WORK ITEM A:
According to the forum thread, what guitar and amplifier does Kroars run the Pharaoh with?
WORK ITEM B:
Transcribe the part of the forum thread between "I think just" and "Gemini III wishes...", inclusive.

PASSAGE PROVIDED START

For the Fuzz Face, I think a pickup simulator at the input would be what I need. Also, I think Silicon Q1 and Q2 is the way forward. I’m also thinking that a foot switch that switches in emitter resistance on Q1 and Q2 would allow you to use higher gain transistors for that classic Si FF sound while being able to drop the effective gain for a more classic Ge type sound. 

Those changes would alleviate some of my concerns, allow me to keep the classic circuit architecture but also increase versatility. 

I’m also going to breadboard some of the circuits you guys suggested. 

In short I’m still open to ideas! My goal is to keep 2 slots for fuzzers on the board.


----------



## Dan M (Nov 11, 2021)

Big Monk said:


> Will the Carcosa do the more refined MK II and Fuzz Face tones as well?



I’m not sure.  It has some smooth tones in it as you sweep the knobs.  But I’m not a connoisseur of the mkii or fuzz face.  

I don’t like the splatty stuff so I usually keep the bias knob pretty low.  

The carcass and dung beetle might be good breadboard projects, I don’t think either have any rare parts.  2N5088’s and 89’s and a pile of common resistors and caps.


----------



## djmiyta (Nov 11, 2021)

Big Monk said:


> Let me narrow down my desires here.
> 
> I want a device that gets me MK II, MK 1.5, and Fuzz Face tones.
> 
> ...


Ahh what you want is the “Classic Vintage MAGIC Fuzz Machine” probably the most elusive of it’s species. From what I know they rarely mate (which is probably why they’re so very ultra rare), hardly ever seen in pubic, practically untraceable, but such a unique sound you definitely know you’re getting close to one. Or so I’ve read


----------



## Kroars (Nov 11, 2021)

I really like both the AionFX Osiris (BAT Pharaoh) as well as the Deep Trip BOG (PedalPCB Marsh).  Both are pretty darn versatile (BOG is your FF variant) and both play nicely anywhere on your board.


----------



## Harry Klippton (Nov 11, 2021)

Kroars said:


> I really like both the AionFX Osiris (BAT Pharaoh) as well as the Deep Trip BOG (PedalPCB Marsh).  Both are pretty darn versatile (BOG is your FF variant) and both play nicely anywhere on your board.


I'd love to know how you're using your pharaoh. I could never find a sound I liked out of the one I built


----------



## Kroars (Nov 12, 2021)

Harry Klippton said:


> I'd love to know how you're using your pharaoh. I could never find a sound I liked out of the one I built


I think just like anything it all depends on personal taste and what your set up is.  I’m running a PRS CE-24 into an Orange TH30.  With the hotter 85/15’s and the darker TH30 it just works for me.  I just use the Pharaoh on the clean channel and it sounds great.


----------



## Betty Wont (Nov 12, 2021)

EVA
					

Extra Vehicular Activity. Send your tone for a space walk. This is a clone board for the Spaceman Gemini IV. Everything that the Gemini III wishes...




					www.deadendfx.com
				



I'm telling you, this guy does all the things.


----------



## Big Monk (Nov 12, 2021)

Kroars said:


> I just use the Pharaoh on the clean channel...

PASSAGE PROVIDED END
DATA EXCERPTS START

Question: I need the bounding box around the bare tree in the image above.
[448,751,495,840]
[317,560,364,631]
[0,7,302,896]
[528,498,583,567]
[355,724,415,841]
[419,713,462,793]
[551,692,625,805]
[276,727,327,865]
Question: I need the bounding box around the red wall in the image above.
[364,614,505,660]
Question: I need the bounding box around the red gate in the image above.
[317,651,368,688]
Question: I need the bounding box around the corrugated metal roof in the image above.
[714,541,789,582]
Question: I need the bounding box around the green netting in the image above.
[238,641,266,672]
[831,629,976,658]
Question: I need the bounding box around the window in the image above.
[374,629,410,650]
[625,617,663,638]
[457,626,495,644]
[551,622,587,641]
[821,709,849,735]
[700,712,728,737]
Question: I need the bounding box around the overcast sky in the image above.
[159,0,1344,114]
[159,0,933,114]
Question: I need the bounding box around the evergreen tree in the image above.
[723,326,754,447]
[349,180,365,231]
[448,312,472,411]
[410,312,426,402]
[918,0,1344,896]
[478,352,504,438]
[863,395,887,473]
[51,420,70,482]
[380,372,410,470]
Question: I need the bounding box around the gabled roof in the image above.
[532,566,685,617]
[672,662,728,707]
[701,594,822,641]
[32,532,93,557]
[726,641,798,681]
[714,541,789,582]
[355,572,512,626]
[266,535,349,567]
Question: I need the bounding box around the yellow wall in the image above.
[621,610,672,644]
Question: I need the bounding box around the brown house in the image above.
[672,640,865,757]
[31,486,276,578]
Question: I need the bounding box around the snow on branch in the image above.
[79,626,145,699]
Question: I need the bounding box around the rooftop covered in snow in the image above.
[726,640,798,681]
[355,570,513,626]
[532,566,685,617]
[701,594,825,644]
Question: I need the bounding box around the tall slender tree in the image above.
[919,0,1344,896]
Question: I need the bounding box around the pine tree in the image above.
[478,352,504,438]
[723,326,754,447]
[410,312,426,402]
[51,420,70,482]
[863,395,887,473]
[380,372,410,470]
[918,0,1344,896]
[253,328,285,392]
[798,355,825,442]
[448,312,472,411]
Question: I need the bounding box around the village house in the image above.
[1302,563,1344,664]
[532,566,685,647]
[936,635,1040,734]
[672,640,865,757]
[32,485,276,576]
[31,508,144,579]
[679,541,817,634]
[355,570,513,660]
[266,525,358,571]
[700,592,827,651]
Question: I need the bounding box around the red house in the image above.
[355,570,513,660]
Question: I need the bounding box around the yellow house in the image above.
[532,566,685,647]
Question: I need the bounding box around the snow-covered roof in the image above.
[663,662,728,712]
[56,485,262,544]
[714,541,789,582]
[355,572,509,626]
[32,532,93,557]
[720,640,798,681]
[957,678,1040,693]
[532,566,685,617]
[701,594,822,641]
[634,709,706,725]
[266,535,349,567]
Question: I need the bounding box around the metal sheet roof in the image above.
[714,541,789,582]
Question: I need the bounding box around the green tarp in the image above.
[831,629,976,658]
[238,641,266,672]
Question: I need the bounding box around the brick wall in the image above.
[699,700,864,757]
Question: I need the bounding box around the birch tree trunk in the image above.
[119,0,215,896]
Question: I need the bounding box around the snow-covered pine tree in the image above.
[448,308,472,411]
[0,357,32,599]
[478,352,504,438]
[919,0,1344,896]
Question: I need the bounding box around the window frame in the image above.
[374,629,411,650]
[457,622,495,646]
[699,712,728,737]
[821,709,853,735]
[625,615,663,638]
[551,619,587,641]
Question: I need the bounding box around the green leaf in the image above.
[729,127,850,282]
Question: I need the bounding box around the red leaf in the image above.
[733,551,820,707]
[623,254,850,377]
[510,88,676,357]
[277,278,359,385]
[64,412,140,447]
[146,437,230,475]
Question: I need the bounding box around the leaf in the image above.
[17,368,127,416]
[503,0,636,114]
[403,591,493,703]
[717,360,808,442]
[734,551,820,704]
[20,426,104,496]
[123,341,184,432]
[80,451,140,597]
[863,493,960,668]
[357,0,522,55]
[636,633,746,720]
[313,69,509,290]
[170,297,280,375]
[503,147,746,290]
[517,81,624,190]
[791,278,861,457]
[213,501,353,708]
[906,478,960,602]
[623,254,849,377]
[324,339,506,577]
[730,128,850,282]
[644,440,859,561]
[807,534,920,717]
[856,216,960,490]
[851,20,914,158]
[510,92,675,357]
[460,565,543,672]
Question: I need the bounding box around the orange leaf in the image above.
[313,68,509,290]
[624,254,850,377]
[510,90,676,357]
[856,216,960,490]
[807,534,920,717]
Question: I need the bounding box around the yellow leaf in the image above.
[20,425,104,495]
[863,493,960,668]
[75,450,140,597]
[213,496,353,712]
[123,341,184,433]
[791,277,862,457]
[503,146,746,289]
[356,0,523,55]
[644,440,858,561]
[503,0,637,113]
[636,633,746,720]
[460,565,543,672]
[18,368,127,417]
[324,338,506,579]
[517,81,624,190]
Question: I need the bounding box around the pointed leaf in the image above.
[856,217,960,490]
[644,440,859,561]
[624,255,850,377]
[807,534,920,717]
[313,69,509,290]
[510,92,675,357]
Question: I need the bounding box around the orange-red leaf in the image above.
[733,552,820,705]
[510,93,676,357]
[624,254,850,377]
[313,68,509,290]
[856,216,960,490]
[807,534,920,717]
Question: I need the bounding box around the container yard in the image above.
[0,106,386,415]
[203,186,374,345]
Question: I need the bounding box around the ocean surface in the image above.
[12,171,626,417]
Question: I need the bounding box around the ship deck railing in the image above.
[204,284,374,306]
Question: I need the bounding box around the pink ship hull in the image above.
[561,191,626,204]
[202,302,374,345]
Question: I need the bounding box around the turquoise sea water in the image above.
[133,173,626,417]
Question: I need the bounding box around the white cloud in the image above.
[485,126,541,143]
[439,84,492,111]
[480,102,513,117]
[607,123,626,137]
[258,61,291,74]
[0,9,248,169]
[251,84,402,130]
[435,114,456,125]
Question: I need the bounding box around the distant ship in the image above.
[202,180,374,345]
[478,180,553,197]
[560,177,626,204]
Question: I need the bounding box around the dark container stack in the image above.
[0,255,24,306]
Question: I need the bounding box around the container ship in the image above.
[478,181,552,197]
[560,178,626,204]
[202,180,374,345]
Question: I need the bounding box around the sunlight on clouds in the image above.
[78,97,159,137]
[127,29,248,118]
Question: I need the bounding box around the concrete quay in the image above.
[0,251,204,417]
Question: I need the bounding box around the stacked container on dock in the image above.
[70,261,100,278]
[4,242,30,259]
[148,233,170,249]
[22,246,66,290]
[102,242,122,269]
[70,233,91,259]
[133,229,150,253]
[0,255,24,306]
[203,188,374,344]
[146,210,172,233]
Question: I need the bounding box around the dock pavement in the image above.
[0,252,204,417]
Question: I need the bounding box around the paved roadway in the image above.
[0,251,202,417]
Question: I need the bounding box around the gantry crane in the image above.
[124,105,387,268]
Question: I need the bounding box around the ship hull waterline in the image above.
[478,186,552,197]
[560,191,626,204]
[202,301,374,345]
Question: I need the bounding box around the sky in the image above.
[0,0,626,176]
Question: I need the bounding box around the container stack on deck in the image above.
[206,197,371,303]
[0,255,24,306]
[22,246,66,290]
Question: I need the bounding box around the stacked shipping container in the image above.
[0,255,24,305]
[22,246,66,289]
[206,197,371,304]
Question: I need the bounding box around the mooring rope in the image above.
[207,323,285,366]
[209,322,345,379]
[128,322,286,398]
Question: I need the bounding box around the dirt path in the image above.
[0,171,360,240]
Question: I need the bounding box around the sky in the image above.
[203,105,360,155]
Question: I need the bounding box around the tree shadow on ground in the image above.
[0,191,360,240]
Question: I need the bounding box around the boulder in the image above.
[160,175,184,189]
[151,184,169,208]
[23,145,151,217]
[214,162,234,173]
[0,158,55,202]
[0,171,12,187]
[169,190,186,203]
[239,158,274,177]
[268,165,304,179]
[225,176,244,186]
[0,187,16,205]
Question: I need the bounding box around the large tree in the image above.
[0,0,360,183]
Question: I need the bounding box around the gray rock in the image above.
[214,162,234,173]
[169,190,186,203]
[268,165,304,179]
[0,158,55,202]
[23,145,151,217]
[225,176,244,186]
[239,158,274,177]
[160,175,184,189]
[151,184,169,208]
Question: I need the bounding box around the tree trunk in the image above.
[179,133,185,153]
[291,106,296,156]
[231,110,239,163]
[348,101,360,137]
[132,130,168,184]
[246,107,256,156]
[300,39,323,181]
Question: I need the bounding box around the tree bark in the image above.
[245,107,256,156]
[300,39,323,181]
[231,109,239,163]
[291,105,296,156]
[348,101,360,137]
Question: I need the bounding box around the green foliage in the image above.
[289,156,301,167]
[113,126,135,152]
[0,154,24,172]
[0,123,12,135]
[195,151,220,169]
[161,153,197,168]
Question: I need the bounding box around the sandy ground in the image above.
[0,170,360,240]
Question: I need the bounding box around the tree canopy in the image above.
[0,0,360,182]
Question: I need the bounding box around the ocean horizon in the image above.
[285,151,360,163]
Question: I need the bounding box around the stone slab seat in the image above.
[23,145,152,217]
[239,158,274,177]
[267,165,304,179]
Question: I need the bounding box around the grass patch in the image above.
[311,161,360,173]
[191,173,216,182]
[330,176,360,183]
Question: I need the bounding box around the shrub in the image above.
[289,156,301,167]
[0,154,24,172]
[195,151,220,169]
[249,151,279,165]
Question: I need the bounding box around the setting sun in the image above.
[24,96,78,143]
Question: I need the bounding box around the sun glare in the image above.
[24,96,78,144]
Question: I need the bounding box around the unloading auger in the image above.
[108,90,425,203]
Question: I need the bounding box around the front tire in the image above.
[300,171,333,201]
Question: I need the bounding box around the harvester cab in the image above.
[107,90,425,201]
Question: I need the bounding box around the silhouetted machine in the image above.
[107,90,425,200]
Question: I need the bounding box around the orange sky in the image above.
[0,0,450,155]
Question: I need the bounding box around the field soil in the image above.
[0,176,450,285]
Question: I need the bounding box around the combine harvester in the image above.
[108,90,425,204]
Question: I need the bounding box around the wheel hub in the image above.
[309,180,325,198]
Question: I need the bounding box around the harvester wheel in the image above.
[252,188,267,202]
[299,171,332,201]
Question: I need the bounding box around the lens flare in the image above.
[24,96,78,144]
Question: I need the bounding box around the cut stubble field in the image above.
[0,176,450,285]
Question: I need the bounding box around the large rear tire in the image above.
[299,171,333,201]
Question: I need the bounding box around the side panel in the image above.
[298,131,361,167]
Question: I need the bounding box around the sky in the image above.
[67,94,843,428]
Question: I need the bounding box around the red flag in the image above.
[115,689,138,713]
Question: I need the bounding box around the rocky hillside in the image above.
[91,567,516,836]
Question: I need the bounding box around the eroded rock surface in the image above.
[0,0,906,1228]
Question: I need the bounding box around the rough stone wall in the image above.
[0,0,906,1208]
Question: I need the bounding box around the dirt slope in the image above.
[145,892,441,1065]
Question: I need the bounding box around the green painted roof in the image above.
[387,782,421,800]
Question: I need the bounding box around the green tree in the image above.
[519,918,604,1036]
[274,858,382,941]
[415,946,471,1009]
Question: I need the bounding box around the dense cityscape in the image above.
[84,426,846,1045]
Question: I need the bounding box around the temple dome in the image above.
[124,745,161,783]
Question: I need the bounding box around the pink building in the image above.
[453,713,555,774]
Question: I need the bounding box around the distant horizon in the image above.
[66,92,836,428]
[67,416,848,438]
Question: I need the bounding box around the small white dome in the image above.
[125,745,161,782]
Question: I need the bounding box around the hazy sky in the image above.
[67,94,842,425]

DATA EXCERPTS END

ANSWER BOX A:
A PRS CE-24 into an Orange TH30.

ANSWER BOX B:
I think just like anything it all depends on personal taste and what your set up is.  I’m running a PRS CE-24 into an Orange TH30.  With the hotter 85/15’s and the darker TH30 it just works for me.  I just use the Pharaoh on the clean channel and it sounds great.


----------



## Betty Wont (Nov 12, 2021)

EVA
					

Extra Vehicular Activity. Send your tone for a space walk. This is a clone board for the Spaceman Gemini IV. Everything that the Gemini III wishes...